Required action 1
Using the Augusta Health article, decide whether each statement is true: (a) Phase II began on Monday, May 25. (b) A physician calls the patient when the test result is negative. (c) On average, test results are known in about 36 hours. Answer yes or no for each and quote the deciding words.
Required action 2
According to the Augusta Health article, where are patients scheduled for their pre-procedure COVID-19 test?
Required action 3
List every service that the Augusta Health article names as part of Phase II.

On Monday, May 25, Augusta Health moved to Phase II of its plan to resume and re-open outpatient services in three phases. Phase II services include elective Outpatient Surgery, Endoscopy, Cath Lab, Sleep Lab and Inpatient/Outpatient Invasive Radiology. All of these services require pre-procedure COVID-19 testing of the patient.
A quick check of the Augusta Health COVID-19 Dashboard
|Bed Availability||Very Good|
|Prevalence of COVID-19 in the community|
An increase in positive cases in the Central Shenandoah Valley district
|PPE Supply||Very Good|
|Confidence in safely moving to Phase II||Very High|
"Our dashboard indicators, which we monitor daily, were signaling that we could now safely move to Phase II," says Shawn Craddock, DNP, RN, CNOR, NE-BC, Administrative Director of Surgical Services, who is leading the Task Force on the resuming of outpatient services. "Most of our indicators were a solid green and the system did not have signs of being stressed, and so it was time to move forward. Many of our patients have been postponing surgeries over the past months, and while not emergencies, their situations were becoming urgent. We're confident we can safely provide the healthcare services they need."
Safety is the primary reason that patients receiving services during Phase II will be tested for COVID-19 before their procedures. "Knowing whether or not a patient is positive for COVID-19 has a great impact on the flow of the case," explains Craddock. "We need to have full knowledge of the situation to keep the patient, other patients, and the staff safe. A positive test affects the PPE we need to use and the movement of the patient through the hospital. It also triggers the question, 'Should this procedure continue?' Recent studies have shown that COVID-19 positive patients have a higher risk for poorer surgical outcomes. So perhaps we should delay to have both greater safety and a better outcome for the patient."
Patients who need pre-procedure COVID-19 testing are scheduled for a test at the Waynesboro Assessment Center about three to four days before the scheduled procedure. The test is given by a 'Drive Thru' method to eliminate any time in the waiting room of the Assessment Center. Craddock reports that, on average, test results are known in about 36 hours. A case manager calls the patient if the result is negative; a physician calls if the result is positive.
If the result is negative, the procedure proceeds as scheduled. "It's very important that the patient quarantine until the procedure," explains Craddock. "Once we know the test is negative and we began planning accordingly, it's crucial that the patient does not risk exposure to the virus before the procedure."

Given entries
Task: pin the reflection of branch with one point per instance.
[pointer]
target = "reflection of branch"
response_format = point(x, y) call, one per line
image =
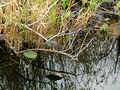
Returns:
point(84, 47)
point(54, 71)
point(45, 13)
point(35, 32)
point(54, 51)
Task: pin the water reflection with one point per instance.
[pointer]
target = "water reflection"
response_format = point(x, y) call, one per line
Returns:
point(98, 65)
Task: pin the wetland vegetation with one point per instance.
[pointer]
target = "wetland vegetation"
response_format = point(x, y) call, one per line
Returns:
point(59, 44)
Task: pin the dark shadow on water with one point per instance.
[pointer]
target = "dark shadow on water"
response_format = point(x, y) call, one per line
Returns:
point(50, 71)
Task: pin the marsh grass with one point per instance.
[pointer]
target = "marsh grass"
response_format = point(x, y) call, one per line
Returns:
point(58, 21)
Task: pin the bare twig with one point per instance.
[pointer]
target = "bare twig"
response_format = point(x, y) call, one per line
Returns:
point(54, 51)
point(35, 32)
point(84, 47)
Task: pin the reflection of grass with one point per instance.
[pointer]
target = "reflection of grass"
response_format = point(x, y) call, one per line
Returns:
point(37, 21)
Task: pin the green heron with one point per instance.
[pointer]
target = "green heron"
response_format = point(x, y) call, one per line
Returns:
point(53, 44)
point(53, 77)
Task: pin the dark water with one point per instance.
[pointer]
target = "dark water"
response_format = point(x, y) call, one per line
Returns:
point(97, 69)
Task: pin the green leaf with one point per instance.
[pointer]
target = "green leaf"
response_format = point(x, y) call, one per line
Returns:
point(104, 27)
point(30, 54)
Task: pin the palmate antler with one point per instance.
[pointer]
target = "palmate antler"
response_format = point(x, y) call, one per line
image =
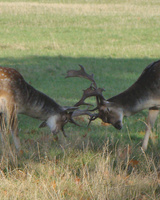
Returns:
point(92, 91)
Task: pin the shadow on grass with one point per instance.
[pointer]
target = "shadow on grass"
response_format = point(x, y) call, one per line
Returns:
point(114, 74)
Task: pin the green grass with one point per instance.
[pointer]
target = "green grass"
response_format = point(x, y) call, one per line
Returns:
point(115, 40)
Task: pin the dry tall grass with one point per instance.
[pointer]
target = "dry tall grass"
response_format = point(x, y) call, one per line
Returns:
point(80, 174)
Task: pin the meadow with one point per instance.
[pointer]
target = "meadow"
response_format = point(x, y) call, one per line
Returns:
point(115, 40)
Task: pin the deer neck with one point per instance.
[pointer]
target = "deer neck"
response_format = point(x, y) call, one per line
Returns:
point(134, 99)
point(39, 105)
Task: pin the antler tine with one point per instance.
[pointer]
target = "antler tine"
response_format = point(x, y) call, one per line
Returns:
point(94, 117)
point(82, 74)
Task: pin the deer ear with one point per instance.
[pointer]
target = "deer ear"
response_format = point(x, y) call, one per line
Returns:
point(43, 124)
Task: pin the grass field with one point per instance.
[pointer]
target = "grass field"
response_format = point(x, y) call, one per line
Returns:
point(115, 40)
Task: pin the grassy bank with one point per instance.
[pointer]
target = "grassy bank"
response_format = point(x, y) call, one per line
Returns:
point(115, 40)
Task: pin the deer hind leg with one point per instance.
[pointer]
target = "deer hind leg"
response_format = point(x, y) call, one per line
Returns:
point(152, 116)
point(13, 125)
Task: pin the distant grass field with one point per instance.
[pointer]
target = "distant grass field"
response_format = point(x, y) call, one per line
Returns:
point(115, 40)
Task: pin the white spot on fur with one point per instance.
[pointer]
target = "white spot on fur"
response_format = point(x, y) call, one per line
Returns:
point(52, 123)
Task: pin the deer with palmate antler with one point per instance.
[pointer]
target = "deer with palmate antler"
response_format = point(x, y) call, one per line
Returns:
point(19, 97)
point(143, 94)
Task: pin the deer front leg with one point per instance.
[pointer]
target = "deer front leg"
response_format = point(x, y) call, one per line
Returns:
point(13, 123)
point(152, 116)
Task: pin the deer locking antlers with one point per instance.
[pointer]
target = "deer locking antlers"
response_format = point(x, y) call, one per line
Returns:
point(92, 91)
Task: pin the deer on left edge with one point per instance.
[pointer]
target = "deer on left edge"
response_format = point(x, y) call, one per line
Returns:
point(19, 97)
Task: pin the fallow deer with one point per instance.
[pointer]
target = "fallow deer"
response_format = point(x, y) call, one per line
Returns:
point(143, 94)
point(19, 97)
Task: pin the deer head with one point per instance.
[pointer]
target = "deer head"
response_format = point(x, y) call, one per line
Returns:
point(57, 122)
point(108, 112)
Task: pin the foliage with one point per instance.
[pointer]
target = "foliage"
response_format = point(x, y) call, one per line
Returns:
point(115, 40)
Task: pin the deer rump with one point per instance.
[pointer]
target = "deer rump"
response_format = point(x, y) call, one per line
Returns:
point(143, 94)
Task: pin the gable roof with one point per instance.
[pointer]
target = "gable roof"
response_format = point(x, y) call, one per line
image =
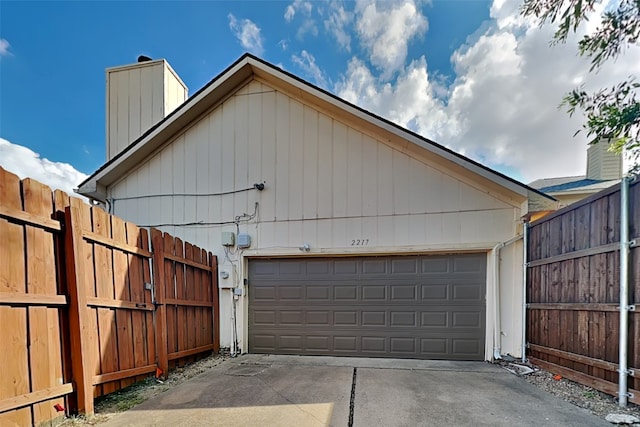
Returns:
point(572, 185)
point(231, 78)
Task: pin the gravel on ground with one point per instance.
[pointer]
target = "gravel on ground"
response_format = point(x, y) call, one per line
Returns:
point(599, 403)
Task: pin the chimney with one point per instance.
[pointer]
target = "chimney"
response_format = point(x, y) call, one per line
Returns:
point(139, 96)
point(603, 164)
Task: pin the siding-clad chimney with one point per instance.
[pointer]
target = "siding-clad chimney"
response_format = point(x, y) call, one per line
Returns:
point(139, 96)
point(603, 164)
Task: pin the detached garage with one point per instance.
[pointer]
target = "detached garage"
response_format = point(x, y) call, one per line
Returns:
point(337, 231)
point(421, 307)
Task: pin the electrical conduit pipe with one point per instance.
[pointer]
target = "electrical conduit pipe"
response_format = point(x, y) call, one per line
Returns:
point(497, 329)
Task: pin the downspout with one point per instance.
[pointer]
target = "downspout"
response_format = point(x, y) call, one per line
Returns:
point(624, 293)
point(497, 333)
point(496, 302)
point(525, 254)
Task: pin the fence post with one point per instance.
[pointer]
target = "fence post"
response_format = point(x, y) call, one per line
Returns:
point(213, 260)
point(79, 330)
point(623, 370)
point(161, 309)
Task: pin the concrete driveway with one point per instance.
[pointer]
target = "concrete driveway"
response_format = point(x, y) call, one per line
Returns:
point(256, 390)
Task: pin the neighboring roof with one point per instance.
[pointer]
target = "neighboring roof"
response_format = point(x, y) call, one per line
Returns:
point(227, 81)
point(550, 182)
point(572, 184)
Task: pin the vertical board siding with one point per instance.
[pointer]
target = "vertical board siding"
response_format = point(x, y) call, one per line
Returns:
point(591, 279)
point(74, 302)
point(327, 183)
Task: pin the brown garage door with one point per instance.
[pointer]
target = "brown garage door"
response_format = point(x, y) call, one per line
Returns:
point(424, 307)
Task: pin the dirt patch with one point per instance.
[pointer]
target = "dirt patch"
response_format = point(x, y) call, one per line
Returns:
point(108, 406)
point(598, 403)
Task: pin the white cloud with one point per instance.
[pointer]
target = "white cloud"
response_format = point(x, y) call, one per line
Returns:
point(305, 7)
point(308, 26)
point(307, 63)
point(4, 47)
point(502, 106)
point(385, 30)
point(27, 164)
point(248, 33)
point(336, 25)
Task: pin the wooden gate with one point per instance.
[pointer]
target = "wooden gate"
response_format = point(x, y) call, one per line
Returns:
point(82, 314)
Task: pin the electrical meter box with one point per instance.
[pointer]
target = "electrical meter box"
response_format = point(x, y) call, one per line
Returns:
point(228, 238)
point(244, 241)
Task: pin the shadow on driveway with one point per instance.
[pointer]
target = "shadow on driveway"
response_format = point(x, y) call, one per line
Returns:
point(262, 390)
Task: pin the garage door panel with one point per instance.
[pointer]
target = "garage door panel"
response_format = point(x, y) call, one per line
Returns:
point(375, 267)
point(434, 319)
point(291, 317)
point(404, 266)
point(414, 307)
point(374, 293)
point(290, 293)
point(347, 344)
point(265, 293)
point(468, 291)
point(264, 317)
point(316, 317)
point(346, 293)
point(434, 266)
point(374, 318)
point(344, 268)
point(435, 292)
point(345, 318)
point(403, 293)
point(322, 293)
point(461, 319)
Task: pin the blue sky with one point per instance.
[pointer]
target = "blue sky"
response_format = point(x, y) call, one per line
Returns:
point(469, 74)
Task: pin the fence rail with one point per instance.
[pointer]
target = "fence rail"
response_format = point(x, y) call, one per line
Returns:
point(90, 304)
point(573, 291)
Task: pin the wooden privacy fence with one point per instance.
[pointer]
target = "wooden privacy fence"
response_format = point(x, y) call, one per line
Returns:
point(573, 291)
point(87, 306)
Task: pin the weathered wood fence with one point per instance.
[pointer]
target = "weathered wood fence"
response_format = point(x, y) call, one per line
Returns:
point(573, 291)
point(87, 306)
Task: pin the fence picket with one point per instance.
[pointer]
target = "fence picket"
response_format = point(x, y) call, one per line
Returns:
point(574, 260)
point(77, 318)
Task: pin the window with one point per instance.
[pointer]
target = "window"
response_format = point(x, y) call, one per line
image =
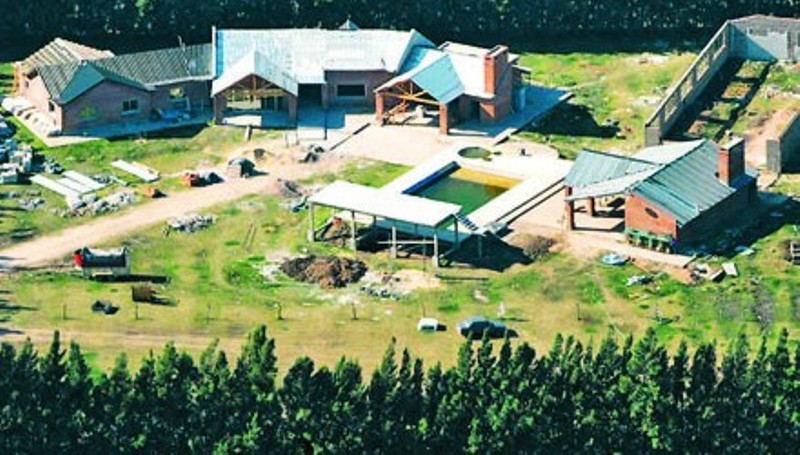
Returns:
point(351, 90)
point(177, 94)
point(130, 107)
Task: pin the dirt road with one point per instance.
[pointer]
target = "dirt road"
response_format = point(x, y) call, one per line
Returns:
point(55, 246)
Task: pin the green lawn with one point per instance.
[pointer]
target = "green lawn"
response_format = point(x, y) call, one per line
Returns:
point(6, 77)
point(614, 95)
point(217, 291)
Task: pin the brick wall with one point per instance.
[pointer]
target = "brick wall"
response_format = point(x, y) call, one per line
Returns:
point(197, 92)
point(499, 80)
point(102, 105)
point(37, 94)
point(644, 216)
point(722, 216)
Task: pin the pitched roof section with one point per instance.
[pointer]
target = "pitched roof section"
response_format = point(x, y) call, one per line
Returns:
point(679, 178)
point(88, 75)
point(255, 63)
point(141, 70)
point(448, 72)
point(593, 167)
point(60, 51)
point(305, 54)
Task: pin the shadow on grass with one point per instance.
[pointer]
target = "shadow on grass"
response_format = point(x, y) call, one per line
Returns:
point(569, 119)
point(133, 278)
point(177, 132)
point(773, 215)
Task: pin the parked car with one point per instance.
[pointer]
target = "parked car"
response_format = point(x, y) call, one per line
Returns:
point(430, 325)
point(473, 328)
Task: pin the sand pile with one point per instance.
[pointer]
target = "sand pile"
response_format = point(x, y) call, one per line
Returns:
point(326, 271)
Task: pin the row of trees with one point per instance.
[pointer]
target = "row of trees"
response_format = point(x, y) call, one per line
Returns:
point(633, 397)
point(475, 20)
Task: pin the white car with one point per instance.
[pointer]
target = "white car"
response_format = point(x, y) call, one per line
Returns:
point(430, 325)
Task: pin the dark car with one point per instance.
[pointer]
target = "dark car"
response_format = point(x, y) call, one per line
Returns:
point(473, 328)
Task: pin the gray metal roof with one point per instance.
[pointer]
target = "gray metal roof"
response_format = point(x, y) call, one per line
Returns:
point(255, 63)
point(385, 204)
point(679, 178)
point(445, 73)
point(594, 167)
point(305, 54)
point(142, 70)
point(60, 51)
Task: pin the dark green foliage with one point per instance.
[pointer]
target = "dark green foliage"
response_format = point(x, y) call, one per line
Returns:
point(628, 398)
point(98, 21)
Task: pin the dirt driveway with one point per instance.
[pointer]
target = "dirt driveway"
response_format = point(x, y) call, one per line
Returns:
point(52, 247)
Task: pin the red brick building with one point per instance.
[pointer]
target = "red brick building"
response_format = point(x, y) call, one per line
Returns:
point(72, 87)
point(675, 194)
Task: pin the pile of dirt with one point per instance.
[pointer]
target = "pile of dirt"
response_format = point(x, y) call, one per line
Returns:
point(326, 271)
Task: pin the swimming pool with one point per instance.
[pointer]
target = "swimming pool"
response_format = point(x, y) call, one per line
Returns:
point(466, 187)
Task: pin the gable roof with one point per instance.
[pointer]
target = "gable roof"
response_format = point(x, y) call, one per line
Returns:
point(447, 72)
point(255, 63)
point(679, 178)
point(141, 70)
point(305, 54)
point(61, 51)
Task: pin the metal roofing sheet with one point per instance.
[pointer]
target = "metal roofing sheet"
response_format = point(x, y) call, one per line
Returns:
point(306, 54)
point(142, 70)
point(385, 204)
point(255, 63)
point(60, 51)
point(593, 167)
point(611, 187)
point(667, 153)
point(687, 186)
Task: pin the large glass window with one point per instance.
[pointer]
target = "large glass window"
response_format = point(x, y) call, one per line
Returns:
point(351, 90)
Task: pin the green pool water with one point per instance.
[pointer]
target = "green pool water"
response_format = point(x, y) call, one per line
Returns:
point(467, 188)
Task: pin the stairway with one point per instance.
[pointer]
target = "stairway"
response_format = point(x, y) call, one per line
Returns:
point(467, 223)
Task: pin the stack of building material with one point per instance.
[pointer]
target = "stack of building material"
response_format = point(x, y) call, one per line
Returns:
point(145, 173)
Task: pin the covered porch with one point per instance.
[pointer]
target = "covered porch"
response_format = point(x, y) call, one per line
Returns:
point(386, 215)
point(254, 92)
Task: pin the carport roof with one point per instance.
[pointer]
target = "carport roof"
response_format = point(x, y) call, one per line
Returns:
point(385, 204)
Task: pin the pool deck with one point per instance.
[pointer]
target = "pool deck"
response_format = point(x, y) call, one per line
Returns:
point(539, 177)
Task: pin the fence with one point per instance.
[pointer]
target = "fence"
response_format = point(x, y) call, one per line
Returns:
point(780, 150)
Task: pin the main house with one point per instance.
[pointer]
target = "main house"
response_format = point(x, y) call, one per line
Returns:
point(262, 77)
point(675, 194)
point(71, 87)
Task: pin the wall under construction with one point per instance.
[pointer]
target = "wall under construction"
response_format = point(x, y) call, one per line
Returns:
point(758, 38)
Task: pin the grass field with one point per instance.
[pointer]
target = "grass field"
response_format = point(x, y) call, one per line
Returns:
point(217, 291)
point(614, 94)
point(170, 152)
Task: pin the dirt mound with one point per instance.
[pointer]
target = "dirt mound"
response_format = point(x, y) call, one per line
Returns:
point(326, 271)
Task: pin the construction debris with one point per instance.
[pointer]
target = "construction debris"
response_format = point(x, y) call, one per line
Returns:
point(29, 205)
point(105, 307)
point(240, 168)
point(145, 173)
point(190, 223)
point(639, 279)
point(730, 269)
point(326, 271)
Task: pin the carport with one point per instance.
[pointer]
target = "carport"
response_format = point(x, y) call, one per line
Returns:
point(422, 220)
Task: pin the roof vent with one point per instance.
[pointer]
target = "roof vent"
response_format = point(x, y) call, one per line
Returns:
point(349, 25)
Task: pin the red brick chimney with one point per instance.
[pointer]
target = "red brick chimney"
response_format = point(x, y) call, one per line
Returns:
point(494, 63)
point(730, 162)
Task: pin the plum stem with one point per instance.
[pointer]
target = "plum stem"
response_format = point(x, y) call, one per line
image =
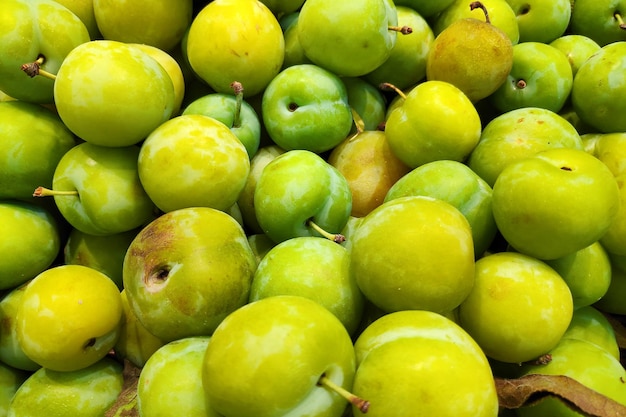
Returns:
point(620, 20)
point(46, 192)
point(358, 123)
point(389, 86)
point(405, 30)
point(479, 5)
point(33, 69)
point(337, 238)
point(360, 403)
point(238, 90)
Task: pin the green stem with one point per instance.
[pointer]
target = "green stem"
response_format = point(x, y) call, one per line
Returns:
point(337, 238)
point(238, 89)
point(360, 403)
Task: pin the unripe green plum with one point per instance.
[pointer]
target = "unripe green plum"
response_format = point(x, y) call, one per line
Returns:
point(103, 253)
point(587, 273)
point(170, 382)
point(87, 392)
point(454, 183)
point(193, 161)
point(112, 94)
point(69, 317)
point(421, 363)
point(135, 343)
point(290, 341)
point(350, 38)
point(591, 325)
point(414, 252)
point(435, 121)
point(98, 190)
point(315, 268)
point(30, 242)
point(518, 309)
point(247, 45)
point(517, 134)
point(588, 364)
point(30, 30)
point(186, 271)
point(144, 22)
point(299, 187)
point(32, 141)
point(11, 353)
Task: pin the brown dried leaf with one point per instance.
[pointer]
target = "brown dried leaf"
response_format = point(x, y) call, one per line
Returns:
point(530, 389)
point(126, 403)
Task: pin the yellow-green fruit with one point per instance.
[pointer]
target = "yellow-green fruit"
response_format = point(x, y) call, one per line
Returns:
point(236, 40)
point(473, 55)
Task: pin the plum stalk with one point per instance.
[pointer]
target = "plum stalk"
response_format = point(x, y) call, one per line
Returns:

Task answer 1
(a) Yes: "On Monday, May 25, Augusta Health moved to Phase II"
(b) No: "A case manager calls the patient if the result is negative; a physician calls if the result is positive."
(c) Yes: "on average, test results are known in about 36 hours"

Task answer 2
At the Waynesboro Assessment Center.

Task answer 3
- Elective Outpatient Surgery
- Endoscopy
- Cath Lab
- Sleep Lab
- Inpatient/Outpatient Invasive Radiology